[Rows from a dataset]
····················
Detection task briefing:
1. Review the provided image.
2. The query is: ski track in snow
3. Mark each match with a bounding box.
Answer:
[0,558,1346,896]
····················
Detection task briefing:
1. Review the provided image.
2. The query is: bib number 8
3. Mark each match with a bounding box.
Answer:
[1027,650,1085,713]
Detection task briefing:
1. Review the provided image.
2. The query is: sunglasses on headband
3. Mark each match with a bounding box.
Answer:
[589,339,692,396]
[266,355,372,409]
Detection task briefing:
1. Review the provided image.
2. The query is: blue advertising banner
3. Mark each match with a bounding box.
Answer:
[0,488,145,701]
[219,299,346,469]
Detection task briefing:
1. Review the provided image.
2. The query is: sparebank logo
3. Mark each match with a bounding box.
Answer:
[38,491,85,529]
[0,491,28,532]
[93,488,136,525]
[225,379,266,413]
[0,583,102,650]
····················
Extract each line of the items above that contains the word "query".

**IN RESPONSE:**
2. The query is: ski track in snow
2. The query is: bib number 8
2. The query is: sunglasses on headband
2. The query is: blue advertising banner
2. The query is: sparebank logo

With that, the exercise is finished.